EXCERPTED PASSAGE:
Tucson restaurant owner takes food allergy fight personally - Tucson News Now

Tucson restaurant owner takes food allergy fight personally

Eric Wolf's sons have Celiac Disease (gluten) so he takes food allergy fight personally: "We're going to do it the right way". (Source: Tucson News Now) Eric Wolf's sons have Celiac Disease (gluten) so he takes food allergy fight personally: "We're going to do it the right way". (Source: Tucson News Now)
TUCSON, AZ (Tucson News Now) -

In each smash of the burger patty there's a sense of satisfaction, a well-informed staff, and an owner wanting to get down to the nitty gritty details.

"I wanted to have a brand that I could feel good about having my friends and family in," said Eric Wolf, who owns four Smashburger restaurants in the Tucson area.

Because to Wolf, each ingredient is a matter of life and death when it comes to his family.

"Well, I'll tell you, it was challenging. Prior to my sons being diagnosed with Celiac Disease, I really didn't have to pay much attention to it. We were like any other family," Wolf said.

His sons are now 24 and 25 years old, but were diagnosed around 10 years ago. Celiac Disease is a serious genetic autoimmune disorder where the ingestion of gluten leads to damage in the small intestine.

But the Centers for Disease Control (CDC) said the Wolf family is not alone. In fact, researchers say about 15 million Americans have food allergies.

According to a new CDC study, restaurants could be doing a lot more to help protect customers. They estimate those 15 million Americans make about 30,000 emergency room visits every year due to food allergies, and result in about 150-200 deaths.

The CDC survey found that most establishments list their ingredients or recipes that could be problematic, and they have that information readily available to customers.

REQUIRED WORK:
1. Copy out the Tucson restaurant story, beginning at the words "In each smash" and ending after "to his family.", with "burger" in place of "Smashburger".
2. In the Tucson restaurant story, how many emergency room visits a year does the CDC estimate are caused by food allergies?

DATASET ENTRIES:

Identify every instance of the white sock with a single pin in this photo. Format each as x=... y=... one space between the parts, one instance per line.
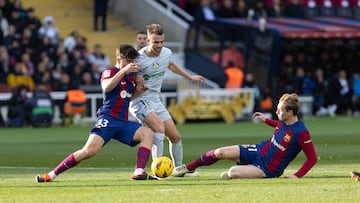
x=158 y=145
x=52 y=175
x=176 y=152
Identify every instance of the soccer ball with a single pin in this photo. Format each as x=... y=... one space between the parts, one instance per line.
x=162 y=167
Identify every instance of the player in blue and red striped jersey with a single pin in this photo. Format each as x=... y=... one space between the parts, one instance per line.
x=269 y=158
x=118 y=86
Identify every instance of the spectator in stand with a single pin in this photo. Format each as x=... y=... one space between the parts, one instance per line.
x=42 y=74
x=276 y=9
x=294 y=10
x=341 y=89
x=87 y=79
x=63 y=63
x=321 y=87
x=241 y=9
x=5 y=66
x=81 y=45
x=99 y=58
x=19 y=22
x=303 y=85
x=25 y=59
x=17 y=5
x=5 y=8
x=140 y=40
x=17 y=115
x=32 y=19
x=249 y=83
x=70 y=41
x=49 y=30
x=4 y=27
x=355 y=100
x=20 y=76
x=45 y=46
x=29 y=40
x=260 y=10
x=15 y=51
x=100 y=10
x=229 y=54
x=11 y=36
x=226 y=9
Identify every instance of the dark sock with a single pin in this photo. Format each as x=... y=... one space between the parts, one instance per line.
x=67 y=163
x=204 y=160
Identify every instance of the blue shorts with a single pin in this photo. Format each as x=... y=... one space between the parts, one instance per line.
x=109 y=128
x=249 y=155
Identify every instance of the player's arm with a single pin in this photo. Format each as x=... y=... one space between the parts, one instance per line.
x=178 y=70
x=140 y=86
x=307 y=146
x=110 y=81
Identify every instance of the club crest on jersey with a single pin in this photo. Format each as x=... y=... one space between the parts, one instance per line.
x=287 y=138
x=124 y=94
x=107 y=73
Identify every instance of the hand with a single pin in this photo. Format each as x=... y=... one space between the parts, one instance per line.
x=131 y=68
x=260 y=116
x=198 y=78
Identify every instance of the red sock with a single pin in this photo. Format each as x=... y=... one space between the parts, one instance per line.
x=67 y=163
x=142 y=157
x=204 y=160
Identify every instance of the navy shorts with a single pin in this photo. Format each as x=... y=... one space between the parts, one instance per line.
x=120 y=130
x=249 y=155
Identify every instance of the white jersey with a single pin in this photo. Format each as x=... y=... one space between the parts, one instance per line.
x=153 y=70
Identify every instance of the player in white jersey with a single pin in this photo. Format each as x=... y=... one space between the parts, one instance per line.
x=154 y=60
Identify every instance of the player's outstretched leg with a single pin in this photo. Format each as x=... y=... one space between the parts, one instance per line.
x=355 y=175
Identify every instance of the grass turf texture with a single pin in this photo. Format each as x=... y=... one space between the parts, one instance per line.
x=27 y=152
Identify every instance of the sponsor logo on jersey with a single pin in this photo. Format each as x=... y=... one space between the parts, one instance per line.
x=154 y=76
x=124 y=94
x=107 y=73
x=279 y=146
x=287 y=138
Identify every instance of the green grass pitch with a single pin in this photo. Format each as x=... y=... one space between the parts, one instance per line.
x=26 y=152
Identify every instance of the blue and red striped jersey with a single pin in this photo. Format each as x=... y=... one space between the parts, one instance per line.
x=285 y=144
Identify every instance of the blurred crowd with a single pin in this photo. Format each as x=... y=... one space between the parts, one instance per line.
x=326 y=69
x=33 y=53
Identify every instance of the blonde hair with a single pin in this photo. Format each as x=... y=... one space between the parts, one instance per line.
x=154 y=29
x=291 y=102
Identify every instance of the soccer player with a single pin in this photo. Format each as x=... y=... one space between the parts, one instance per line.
x=118 y=87
x=269 y=158
x=355 y=175
x=154 y=60
x=140 y=40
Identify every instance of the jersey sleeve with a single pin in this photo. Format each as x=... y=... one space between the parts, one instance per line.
x=307 y=146
x=108 y=73
x=272 y=123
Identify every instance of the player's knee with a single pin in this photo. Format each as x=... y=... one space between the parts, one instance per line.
x=88 y=153
x=175 y=138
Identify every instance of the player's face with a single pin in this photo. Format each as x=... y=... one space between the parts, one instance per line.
x=141 y=40
x=281 y=112
x=156 y=43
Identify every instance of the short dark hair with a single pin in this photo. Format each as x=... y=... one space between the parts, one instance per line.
x=154 y=29
x=128 y=52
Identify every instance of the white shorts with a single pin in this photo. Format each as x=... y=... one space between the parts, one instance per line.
x=141 y=107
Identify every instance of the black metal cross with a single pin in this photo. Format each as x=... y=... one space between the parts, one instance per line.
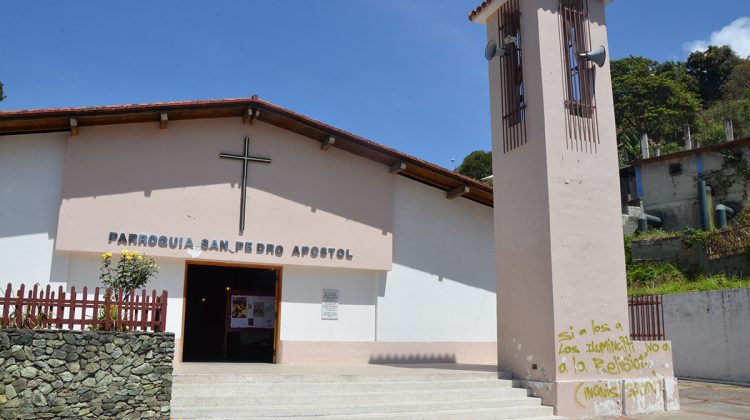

REPLIES:
1.
In each smash of the burger patty there's a sense of satisfaction, a well-informed staff, and an owner wanting to get down to the nitty gritty details.

"I wanted to have a brand that I could feel good about having my friends and family in," said Eric Wolf, who owns four burger restaurants in the Tucson area.

Because to Wolf, each ingredient is a matter of life and death when it comes to his family.

2. About 30,000 a year.